EXTRACT PROVIDED:

— START —

From left: Asuka Goto, Elizabeth 5 (detail), pencil on pigment print, 17 x 22”, 2015; Elizabeth, Chapter 4 (detail), pencil, colored pencil, tape on collaged book pages (from a novel written by the artist’s father) on paper, 30 x 44”, 2016
NEW YORK
x ≈ y: An Act of Translation
Feb 17 - Mar 26, 2017
Opening Reception: Fri, Feb 17, 6-9 pm
BROOKLYN, NY – TSA is pleased to present x ≈ y: An Act of Translation, an exhibition featuring the work of Chloë Bass, Torkwase Dyson, Asuka Goto, Mona Saeed Kamal, Nina Katchadourian, and Byron Kim.
The show posits the artist as translator, intermediary and interpreter of phenomena. In this equation, the role of the artist is to take pre-existing subject matter x, and transform it in into y – making visible the messy, illuminating and sometimes funny – process of translation. The act of literary translation is an inherently imperfect but idealistic endeavor, where the impossibility of true accuracy is overridden in favor of de-mystifying an Other. With the artists of x ≈ y as our guide, we gain multiple entry points to new forms of interpretation, and are nudged toward a mutually less obscured understanding.

— END —

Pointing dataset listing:
— START —

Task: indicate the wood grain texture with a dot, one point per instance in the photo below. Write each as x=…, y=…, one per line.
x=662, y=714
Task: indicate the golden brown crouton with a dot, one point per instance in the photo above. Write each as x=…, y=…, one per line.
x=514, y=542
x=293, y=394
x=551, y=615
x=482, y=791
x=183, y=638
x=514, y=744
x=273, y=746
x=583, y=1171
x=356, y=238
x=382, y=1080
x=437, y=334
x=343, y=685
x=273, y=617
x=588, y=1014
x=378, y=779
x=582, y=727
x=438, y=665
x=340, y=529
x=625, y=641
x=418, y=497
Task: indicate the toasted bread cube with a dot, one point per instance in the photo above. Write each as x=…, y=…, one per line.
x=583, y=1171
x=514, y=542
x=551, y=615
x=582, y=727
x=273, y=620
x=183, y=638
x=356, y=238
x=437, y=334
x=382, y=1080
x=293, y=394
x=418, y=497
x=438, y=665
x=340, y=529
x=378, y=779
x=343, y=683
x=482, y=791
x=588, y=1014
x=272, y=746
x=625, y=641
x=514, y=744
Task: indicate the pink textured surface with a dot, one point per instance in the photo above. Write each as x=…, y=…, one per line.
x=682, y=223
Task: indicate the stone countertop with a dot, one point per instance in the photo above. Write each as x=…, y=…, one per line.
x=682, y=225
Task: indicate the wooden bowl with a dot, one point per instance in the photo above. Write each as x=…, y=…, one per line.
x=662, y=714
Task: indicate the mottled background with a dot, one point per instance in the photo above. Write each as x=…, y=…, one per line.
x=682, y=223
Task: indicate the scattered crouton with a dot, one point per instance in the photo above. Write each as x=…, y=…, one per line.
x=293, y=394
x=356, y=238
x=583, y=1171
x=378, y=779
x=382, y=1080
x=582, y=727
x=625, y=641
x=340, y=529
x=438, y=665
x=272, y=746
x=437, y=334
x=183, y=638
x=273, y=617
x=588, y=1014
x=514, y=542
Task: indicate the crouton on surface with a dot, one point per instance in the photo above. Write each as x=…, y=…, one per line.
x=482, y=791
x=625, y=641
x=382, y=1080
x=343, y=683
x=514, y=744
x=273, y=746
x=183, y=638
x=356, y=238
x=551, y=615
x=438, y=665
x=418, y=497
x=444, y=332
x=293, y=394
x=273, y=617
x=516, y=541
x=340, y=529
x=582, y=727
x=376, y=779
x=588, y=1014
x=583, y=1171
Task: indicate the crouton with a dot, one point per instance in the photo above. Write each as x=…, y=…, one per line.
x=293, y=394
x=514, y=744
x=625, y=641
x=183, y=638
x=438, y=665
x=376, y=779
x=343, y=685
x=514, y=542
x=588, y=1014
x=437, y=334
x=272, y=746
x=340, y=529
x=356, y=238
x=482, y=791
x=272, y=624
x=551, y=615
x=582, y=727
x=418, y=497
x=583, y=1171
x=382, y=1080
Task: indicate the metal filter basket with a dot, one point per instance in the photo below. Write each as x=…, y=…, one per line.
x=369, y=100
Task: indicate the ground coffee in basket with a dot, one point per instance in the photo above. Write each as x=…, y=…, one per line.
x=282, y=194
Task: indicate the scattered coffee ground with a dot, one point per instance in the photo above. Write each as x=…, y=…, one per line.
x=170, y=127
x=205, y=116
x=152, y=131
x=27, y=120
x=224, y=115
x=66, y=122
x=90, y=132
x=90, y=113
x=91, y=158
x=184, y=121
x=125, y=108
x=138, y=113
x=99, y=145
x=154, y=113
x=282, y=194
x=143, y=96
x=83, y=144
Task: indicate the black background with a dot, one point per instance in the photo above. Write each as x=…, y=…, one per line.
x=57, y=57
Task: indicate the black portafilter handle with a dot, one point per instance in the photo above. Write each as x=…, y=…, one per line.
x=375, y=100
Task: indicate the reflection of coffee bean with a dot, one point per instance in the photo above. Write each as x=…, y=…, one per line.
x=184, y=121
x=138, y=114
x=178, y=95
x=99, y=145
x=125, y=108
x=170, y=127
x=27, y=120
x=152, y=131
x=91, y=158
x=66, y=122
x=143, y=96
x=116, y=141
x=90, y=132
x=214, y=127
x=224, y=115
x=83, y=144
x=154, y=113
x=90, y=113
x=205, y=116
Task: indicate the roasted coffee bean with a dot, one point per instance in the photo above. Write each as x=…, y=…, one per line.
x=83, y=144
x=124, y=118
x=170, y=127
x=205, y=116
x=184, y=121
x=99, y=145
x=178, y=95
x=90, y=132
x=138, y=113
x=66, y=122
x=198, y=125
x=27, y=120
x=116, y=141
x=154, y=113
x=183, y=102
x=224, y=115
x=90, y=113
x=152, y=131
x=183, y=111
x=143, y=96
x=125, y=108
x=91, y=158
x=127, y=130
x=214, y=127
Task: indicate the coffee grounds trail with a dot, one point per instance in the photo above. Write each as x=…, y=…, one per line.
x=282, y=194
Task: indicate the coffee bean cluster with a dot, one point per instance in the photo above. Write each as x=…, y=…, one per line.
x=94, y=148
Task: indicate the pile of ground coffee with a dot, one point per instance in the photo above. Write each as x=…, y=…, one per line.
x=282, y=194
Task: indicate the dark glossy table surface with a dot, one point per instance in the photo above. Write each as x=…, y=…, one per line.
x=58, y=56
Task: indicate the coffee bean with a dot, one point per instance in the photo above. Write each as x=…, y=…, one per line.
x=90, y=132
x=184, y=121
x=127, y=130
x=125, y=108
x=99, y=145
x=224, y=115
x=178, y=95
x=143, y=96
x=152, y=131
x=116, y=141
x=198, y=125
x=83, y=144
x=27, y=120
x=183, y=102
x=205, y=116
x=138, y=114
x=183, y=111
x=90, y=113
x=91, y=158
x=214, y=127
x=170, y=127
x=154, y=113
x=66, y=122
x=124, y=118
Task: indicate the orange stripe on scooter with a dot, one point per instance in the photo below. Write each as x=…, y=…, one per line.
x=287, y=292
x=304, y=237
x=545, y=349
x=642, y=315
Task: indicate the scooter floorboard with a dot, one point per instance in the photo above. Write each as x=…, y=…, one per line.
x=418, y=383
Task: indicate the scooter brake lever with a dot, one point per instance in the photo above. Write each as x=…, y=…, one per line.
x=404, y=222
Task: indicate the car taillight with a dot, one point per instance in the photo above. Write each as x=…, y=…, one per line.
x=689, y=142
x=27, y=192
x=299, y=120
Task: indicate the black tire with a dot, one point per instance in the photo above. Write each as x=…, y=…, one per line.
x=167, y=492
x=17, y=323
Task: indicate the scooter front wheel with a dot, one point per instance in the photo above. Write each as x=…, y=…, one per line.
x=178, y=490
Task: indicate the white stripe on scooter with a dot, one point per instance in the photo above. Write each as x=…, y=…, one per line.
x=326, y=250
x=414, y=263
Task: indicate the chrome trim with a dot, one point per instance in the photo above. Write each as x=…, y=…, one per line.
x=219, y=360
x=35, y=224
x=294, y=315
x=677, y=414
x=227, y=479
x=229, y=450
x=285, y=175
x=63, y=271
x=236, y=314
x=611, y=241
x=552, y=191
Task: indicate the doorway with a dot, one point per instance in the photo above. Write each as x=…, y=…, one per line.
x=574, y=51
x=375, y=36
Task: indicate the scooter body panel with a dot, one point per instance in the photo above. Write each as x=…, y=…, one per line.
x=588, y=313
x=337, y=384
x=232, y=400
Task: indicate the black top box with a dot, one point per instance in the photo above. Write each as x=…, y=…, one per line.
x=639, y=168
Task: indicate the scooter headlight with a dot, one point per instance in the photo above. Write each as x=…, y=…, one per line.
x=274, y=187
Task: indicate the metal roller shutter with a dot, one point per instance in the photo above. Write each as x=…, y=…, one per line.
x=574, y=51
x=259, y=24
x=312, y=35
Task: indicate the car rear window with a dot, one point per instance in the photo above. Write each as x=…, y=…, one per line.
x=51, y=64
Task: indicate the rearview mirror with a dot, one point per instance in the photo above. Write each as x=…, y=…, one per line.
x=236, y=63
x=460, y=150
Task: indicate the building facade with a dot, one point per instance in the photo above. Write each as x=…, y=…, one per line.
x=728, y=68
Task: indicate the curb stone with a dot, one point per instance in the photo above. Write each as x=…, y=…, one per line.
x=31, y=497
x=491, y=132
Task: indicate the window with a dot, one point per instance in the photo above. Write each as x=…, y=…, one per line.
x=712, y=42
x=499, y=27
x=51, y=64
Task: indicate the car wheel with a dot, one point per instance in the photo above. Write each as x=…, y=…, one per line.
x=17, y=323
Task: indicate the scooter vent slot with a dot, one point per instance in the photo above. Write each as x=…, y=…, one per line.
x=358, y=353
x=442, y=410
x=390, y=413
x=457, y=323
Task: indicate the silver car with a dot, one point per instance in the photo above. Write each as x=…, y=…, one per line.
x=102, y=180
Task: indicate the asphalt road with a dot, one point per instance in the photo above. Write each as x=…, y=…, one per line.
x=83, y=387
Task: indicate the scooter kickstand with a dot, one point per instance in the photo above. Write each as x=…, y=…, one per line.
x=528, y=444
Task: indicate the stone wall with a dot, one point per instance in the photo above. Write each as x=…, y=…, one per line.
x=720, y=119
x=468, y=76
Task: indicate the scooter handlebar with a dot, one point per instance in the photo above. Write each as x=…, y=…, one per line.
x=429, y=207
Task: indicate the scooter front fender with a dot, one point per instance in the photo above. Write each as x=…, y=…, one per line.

— END —

PROBLEMS TO WORK ON:
1 – Print the passage of the exhibition announcement starting with "The show posits" and going on through "less obscured understanding.", word for word.
2 – From the listing, output the lines starting with the line with "Task: indicate the rearview" and going on through the line with "x=102, y=180", both included, reproducing them without any change.

ANSWERS TO THE EXERCISES:
1 –
The show posits the artist as translator, intermediary and interpreter of phenomena. In this equation, the role of the artist is to take pre-existing subject matter x, and transform it in into y – making visible the messy, illuminating and sometimes funny – process of translation. The act of literary translation is an inherently imperfect but idealistic endeavor, where the impossibility of true accuracy is overridden in favor of de-mystifying an Other. With the artists of x ≈ y as our guide, we gain multiple entry points to new forms of interpretation, and are nudged toward a mutually less obscured understanding.

2 –
Task: indicate the rearview mirror with a dot, one point per instance in the photo above. Write each as x=…, y=…, one per line.
x=236, y=63
x=460, y=150
Task: indicate the building facade with a dot, one point per instance in the photo above. Write each as x=…, y=…, one per line.
x=728, y=68
Task: indicate the curb stone with a dot, one point per instance in the photo above. Write each as x=…, y=…, one per line.
x=31, y=497
x=491, y=132
Task: indicate the window with a dot, one point per instance in the photo above. Write each as x=…, y=…, one per line.
x=712, y=42
x=499, y=27
x=51, y=64
Task: indicate the car wheel with a dot, one point per instance in the photo above. Write each as x=…, y=…, one per line.
x=17, y=323
Task: indicate the scooter vent slot with a dot, one point per instance in the photo above. Write each as x=…, y=…, one per line.
x=358, y=353
x=442, y=410
x=390, y=413
x=457, y=323
Task: indicate the silver car with a dot, one point per instance in the photo above. Write each as x=…, y=…, one per line.
x=102, y=180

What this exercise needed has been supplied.